▸ WORK TO COMPLETE: How many lines of the listing below contain the string "tree", with case taken into account? Reply with the number only.

——

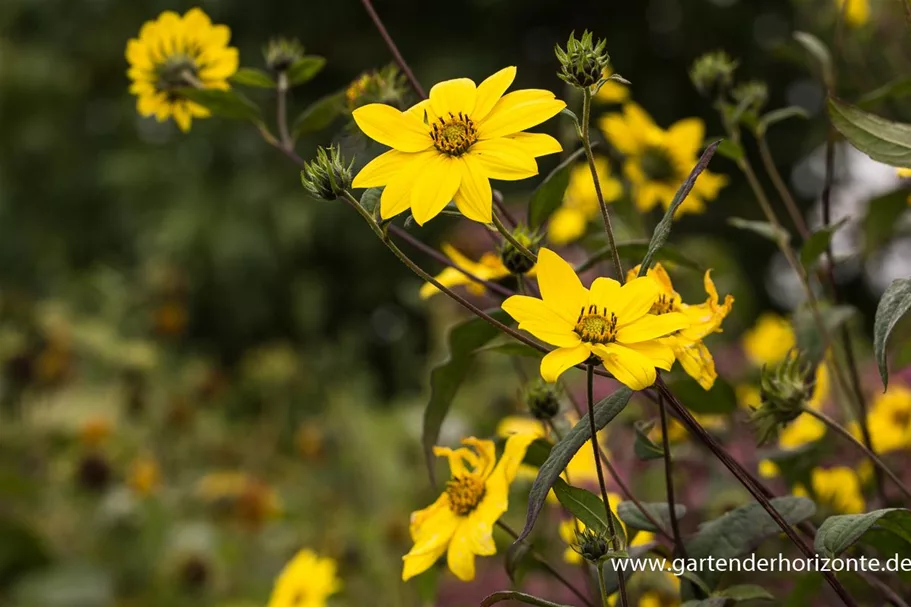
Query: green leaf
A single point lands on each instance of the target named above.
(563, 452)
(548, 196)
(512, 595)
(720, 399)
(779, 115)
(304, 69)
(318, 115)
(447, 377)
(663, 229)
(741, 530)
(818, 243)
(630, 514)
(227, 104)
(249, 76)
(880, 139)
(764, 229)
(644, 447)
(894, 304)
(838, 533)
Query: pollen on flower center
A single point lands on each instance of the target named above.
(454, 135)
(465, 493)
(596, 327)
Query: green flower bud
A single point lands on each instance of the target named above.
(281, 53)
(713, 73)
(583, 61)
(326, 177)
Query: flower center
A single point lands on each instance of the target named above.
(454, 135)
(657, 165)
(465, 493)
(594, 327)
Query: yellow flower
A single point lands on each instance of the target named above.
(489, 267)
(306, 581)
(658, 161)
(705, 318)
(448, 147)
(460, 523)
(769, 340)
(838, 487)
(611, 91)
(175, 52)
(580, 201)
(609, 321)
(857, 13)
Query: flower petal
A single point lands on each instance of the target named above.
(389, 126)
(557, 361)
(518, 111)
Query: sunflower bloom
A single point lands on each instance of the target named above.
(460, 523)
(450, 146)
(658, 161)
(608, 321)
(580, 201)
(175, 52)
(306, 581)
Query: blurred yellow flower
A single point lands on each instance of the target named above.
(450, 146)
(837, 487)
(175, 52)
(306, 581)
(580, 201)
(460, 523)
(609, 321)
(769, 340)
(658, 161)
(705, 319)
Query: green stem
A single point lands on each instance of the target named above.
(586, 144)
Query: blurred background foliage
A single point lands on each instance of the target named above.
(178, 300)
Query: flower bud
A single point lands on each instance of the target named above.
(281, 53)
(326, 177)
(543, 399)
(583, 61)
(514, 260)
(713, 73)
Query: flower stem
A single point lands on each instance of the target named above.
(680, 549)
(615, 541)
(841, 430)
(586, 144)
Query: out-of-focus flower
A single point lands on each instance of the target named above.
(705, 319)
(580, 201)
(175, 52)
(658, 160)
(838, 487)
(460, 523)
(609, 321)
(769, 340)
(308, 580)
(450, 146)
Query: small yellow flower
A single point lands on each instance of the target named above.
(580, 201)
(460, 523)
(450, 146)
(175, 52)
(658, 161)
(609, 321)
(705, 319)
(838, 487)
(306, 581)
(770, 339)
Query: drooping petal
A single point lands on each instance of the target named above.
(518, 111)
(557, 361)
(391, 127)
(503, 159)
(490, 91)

——

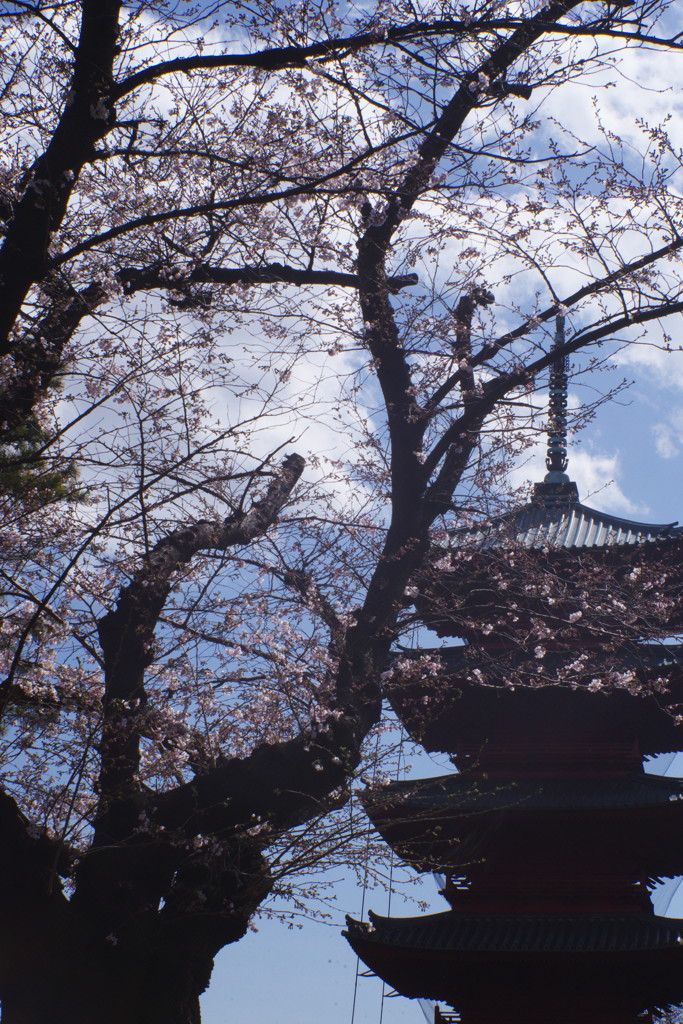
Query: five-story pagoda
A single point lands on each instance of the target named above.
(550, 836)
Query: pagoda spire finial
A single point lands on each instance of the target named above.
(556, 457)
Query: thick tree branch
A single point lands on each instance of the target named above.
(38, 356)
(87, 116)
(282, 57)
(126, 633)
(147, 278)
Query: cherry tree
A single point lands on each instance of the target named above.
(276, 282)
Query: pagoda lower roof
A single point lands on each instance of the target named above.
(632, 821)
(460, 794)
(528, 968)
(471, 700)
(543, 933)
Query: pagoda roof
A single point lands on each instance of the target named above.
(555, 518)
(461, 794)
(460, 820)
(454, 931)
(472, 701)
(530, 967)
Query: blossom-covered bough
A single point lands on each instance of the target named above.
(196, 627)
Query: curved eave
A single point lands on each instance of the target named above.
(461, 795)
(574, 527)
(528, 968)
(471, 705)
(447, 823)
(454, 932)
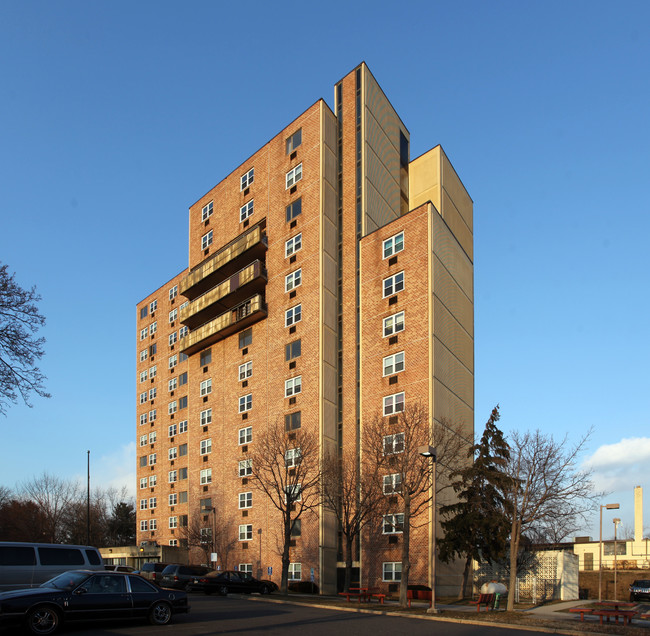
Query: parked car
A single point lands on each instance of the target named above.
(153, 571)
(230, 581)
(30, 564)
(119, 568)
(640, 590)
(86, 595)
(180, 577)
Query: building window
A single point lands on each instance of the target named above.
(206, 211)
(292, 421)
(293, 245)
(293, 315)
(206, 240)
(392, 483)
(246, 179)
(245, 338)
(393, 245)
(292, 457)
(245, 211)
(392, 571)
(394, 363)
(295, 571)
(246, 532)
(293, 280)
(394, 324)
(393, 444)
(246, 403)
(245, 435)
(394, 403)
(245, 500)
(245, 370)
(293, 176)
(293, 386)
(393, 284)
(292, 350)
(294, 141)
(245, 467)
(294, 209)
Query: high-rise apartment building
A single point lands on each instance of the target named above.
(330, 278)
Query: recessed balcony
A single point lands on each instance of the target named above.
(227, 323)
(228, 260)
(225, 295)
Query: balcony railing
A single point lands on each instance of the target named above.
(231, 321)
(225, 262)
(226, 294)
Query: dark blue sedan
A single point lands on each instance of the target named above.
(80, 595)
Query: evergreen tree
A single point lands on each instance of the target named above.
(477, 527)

——

▸ EXERCISE SOLUTION: 3